=== Requirements ===
Each entry must be reproduced precisely as it stands.
···
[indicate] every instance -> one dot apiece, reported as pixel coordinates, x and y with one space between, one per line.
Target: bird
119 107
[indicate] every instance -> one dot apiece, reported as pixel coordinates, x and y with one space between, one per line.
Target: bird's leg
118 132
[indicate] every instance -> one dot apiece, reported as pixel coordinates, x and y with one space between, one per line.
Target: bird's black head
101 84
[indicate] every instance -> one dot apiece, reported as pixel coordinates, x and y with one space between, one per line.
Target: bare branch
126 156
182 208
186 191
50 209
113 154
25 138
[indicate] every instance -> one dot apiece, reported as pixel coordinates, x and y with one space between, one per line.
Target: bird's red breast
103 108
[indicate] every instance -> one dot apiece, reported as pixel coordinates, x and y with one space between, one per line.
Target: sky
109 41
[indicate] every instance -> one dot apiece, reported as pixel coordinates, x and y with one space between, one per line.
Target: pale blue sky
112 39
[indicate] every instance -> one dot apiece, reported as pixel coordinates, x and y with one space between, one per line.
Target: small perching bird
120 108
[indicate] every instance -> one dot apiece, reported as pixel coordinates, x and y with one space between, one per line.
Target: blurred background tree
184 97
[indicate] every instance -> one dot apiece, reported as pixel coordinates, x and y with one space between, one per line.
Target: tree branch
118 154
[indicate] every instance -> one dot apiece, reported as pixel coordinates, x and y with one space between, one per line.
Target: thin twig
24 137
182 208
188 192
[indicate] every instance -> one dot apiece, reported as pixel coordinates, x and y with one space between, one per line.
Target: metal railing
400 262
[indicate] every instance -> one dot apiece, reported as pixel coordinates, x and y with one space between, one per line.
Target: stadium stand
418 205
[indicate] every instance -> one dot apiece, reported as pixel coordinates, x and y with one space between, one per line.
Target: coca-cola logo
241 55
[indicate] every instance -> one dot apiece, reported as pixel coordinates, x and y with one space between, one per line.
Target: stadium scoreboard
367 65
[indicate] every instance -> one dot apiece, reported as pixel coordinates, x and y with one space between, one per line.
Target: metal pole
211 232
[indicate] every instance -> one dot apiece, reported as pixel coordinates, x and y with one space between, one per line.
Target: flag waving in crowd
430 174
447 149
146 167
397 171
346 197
···
=== Worked solution ===
[indicate] every instance -> one dot apiece, reported as pixel coordinates, x and y with one space between, one per line.
Target: bird
119 107
[indicate] every instance -> one dot apiece, reported as pixel coordinates, x and y with one space between, one per line.
Target: bird's leg
118 132
[indicate] every instance -> one dot apiece, reported as pixel coordinates, x and y with one space between, one per line.
Target: bird's black head
101 84
[indicate] every instance -> one dot apiece, reported as pixel coordinates, x and y with one space between, one per line.
Target: bare branch
126 156
182 208
186 191
50 209
113 154
25 138
[indicate] every instance -> one dot apiece, reported as pixel coordinates, x and y with one space between, one per line.
Target: bird's red breast
103 108
[indicate] every instance -> one dot apiece, reported as pixel coordinates, x and y with one space between, one per line.
Target: sky
109 41
[indicate] every instance -> one dot apiece, reported as pixel coordinates, x and y with one space between, one per line.
Target: pale blue sky
112 39
[indicate] every instance -> one dot apiece, reported as pixel coordinates, x and y with one space between, one per line.
Target: small perching bird
120 108
[indicate] every instance -> one dot apiece, reported as pixel coordinates, x and y with one space between, one per line.
Target: blurred background tree
184 97
[indicate] every instance -> one dot apiece, reported as pixel coordinates, x and y with one space between, one per line.
Target: tree branch
118 154
[indicate] every instance -> one dot apiece, reported as pixel coordinates, x and y with one space between, one per line.
Target: thin twig
24 137
182 208
188 192
[indicate] every instance -> one dot apiece, reported as pixel coordinates, x and y with one space between, one per line.
Target: metal railing
400 262
[indicate] every instance -> one dot apiece, reported as pixel coordinates, x and y with one space between, one per line.
Target: stadium stand
418 205
[indicate] every instance -> one dot apiece, reported as pixel coordinates, x and y with one space between, one per line.
Target: coca-cola logo
241 55
[indicate] every instance -> one dot apiece, reported as pixel coordinates, x and y with one space between, one per line.
Target: stadium scoreboard
367 65
[indicate] every instance -> one dot apiece, reported as pixel coordinates, x and y with one space between, one per line.
Target: metal pole
211 232
[indicate] every instance -> one dot apiece, reported as pixel coordinates, x and y with one space between, one per line.
Target: flag waving in crowd
430 174
447 149
146 167
397 171
346 197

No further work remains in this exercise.